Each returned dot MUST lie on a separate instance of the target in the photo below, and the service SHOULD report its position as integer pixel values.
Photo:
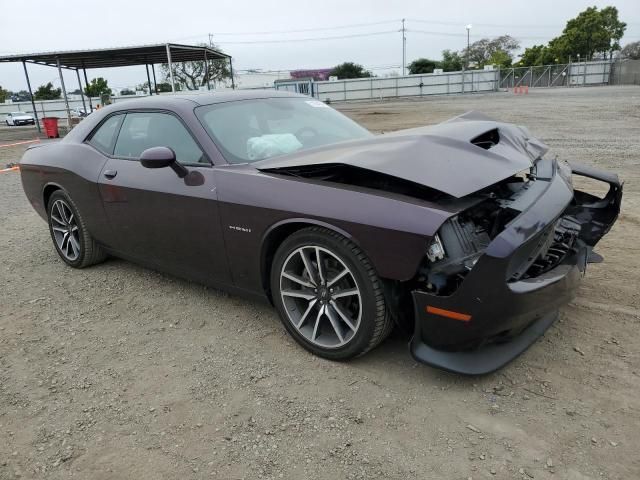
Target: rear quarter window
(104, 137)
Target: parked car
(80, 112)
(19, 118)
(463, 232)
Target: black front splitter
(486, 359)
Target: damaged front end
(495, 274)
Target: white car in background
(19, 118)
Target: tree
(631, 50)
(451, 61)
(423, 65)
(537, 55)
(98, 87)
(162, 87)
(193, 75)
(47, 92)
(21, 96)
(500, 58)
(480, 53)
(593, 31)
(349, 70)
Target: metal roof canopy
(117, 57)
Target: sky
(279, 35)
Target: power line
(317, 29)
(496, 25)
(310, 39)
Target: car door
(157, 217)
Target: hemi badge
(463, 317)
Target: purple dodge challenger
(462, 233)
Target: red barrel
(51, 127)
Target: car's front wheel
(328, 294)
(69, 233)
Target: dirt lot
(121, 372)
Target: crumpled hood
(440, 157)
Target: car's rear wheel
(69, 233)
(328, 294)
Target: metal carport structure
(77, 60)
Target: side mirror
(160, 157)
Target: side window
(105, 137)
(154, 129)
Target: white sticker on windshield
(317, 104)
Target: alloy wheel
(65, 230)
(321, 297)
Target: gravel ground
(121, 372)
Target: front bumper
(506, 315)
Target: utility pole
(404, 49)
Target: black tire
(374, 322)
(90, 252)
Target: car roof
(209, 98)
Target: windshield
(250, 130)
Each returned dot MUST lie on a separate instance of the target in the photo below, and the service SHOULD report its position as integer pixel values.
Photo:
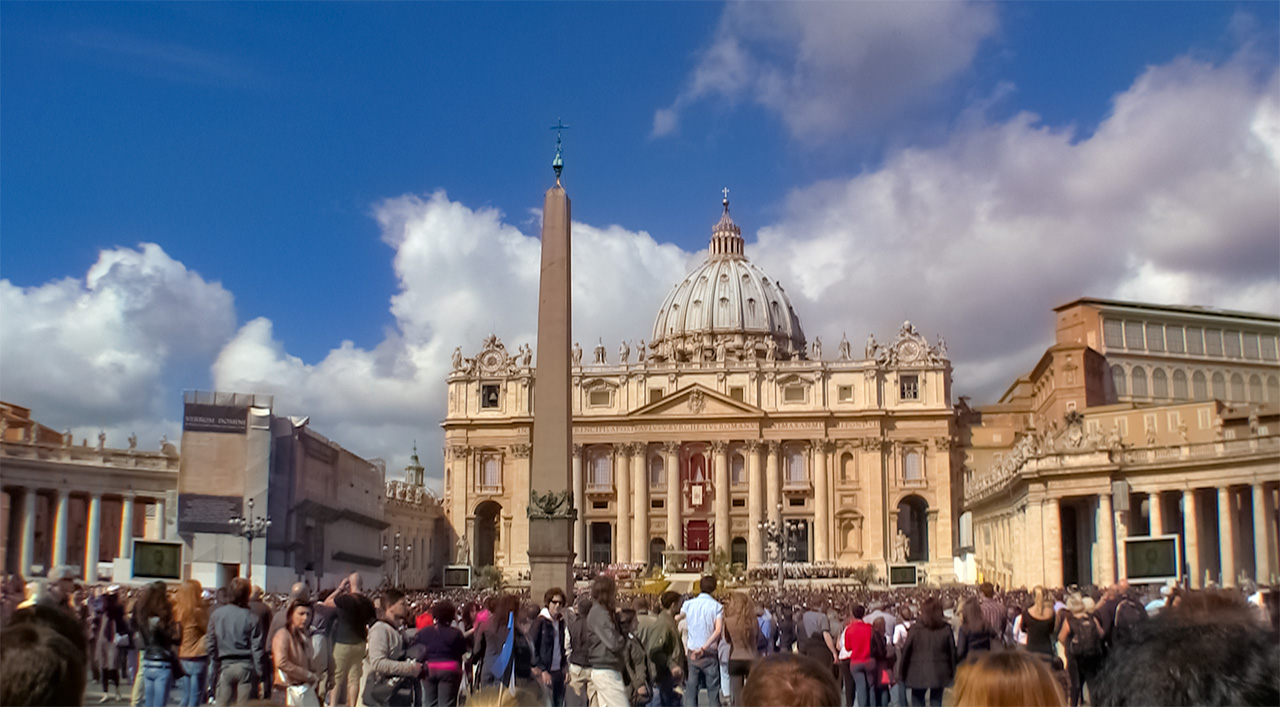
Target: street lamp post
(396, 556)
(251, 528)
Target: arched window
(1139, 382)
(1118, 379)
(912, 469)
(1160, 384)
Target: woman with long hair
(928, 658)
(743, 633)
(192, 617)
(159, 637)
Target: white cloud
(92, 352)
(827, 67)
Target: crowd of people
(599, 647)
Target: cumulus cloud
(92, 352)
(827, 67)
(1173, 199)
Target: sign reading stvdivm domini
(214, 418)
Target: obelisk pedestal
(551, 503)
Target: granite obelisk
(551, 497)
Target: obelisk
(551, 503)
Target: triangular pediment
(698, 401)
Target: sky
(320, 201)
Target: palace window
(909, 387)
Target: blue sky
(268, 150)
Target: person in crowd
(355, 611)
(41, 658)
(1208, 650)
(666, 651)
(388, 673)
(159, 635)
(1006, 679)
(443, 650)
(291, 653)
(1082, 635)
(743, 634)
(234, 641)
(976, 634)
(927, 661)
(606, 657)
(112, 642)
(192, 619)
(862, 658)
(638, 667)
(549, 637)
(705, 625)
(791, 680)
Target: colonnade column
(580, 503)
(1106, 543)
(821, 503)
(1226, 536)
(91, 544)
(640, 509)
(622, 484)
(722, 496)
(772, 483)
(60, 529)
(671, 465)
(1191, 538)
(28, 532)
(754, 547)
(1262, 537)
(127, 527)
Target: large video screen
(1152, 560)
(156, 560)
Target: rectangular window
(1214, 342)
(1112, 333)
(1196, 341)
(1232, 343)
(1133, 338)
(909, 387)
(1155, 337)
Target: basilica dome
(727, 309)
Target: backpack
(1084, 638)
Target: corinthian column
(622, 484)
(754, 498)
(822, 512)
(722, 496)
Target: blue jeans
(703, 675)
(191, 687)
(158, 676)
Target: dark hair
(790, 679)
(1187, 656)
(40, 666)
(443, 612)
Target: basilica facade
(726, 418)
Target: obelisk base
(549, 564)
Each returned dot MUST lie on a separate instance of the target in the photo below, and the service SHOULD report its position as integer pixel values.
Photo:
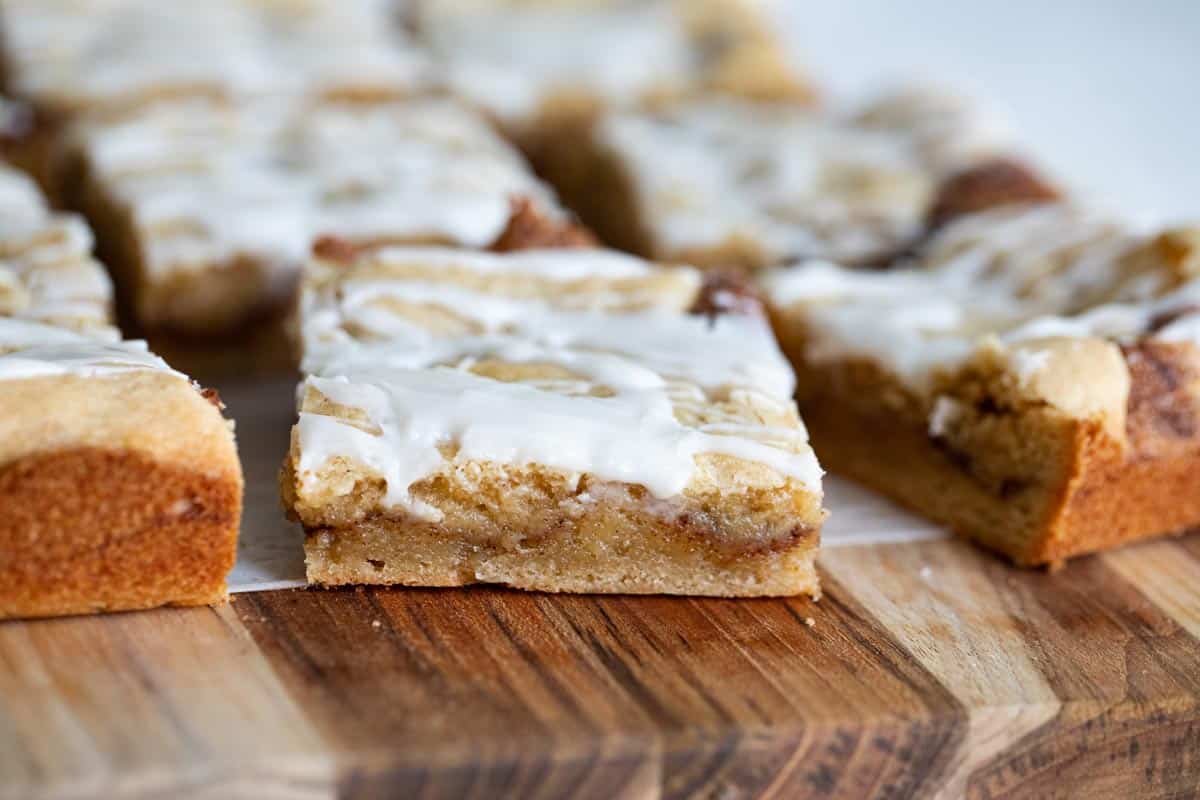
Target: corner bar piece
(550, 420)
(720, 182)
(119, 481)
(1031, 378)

════════════════════

**Description of the task**
The records must appear again word for word, though none of their pictures should.

**Reply to the task**
Each returned dot MUST lie on a separate instance of the target in the photo below, and the service SHOULD report its position as integer pixel values.
Photo:
Target: rear quarter window
(104, 137)
Target: parked car
(80, 112)
(19, 118)
(463, 232)
Target: black front splitter
(486, 359)
Target: damaged front end
(495, 274)
Target: white car in background
(19, 118)
Target: tree
(631, 50)
(451, 61)
(423, 65)
(537, 55)
(98, 87)
(162, 87)
(193, 75)
(47, 92)
(21, 96)
(500, 58)
(480, 53)
(593, 31)
(349, 70)
Target: metal roof canopy
(117, 57)
Target: sky
(279, 35)
Target: power line
(317, 29)
(496, 25)
(310, 39)
Target: car door
(157, 217)
Target: hemi badge
(463, 317)
Target: purple dodge challenger
(462, 233)
Target: red barrel
(51, 127)
Target: car's front wheel
(328, 294)
(69, 233)
Target: dirt lot
(121, 372)
Target: crumpled hood
(440, 157)
Target: car's rear wheel
(69, 233)
(328, 294)
Target: metal carport structure
(77, 60)
Target: side mirror
(160, 157)
Target: side window
(105, 137)
(154, 129)
Target: white sticker on windshield
(317, 104)
Target: alloy wheel
(65, 230)
(321, 297)
Target: gravel ground
(121, 372)
Target: front bumper
(506, 315)
Target: utility pole
(404, 49)
Target: black tire
(374, 322)
(90, 252)
Target: car roof
(209, 98)
Target: windshield
(250, 130)
Each returned dot MUST lie on a separate instance of the target in the photo below, and the service SHOULD report its position as integer pixel values.
Photo:
Target: street lamp post
(396, 556)
(251, 528)
Target: arched window
(1139, 382)
(1118, 379)
(912, 469)
(1160, 384)
Target: woman with long hair
(928, 658)
(743, 633)
(192, 617)
(159, 637)
Target: white cloud
(92, 352)
(827, 67)
Target: crowd of people
(599, 647)
Target: cumulus cloud
(92, 352)
(827, 67)
(1173, 199)
Target: sign reading stvdivm domini
(214, 418)
Target: obelisk pedestal
(551, 503)
Target: granite obelisk
(551, 497)
Target: obelisk
(551, 503)
Target: triangular pediment
(698, 401)
Target: sky
(320, 201)
Target: palace window
(909, 387)
Target: blue sky
(268, 150)
Target: person in crowd
(355, 611)
(41, 658)
(1208, 650)
(666, 651)
(388, 673)
(159, 635)
(1006, 679)
(443, 650)
(291, 653)
(1082, 635)
(743, 634)
(234, 641)
(976, 634)
(927, 661)
(606, 657)
(112, 642)
(192, 619)
(862, 658)
(638, 667)
(549, 637)
(705, 625)
(791, 680)
Target: colonnade column
(580, 503)
(1106, 543)
(821, 503)
(1226, 536)
(91, 544)
(640, 509)
(622, 484)
(722, 496)
(772, 483)
(60, 529)
(671, 465)
(1191, 538)
(28, 532)
(754, 547)
(1262, 537)
(127, 527)
Target: large video screen
(1152, 560)
(156, 560)
Target: rectangular window
(1214, 342)
(1112, 333)
(1196, 341)
(1232, 343)
(1133, 338)
(909, 387)
(1155, 337)
Target: basilica dome
(727, 309)
Target: backpack
(1084, 638)
Target: corinthian column
(622, 484)
(754, 498)
(822, 512)
(722, 496)
Target: blue jeans
(703, 675)
(191, 687)
(158, 676)
Target: dark hair
(790, 679)
(1187, 656)
(40, 666)
(443, 612)
Target: basilica facade
(726, 418)
Target: obelisk base
(549, 564)
Each returned dot MUST lie on a separate instance of the target in the photo below, and the service SHOULD report its position as integer pixel values.
Photo:
Target: corner bar piece
(550, 420)
(720, 182)
(119, 481)
(1031, 378)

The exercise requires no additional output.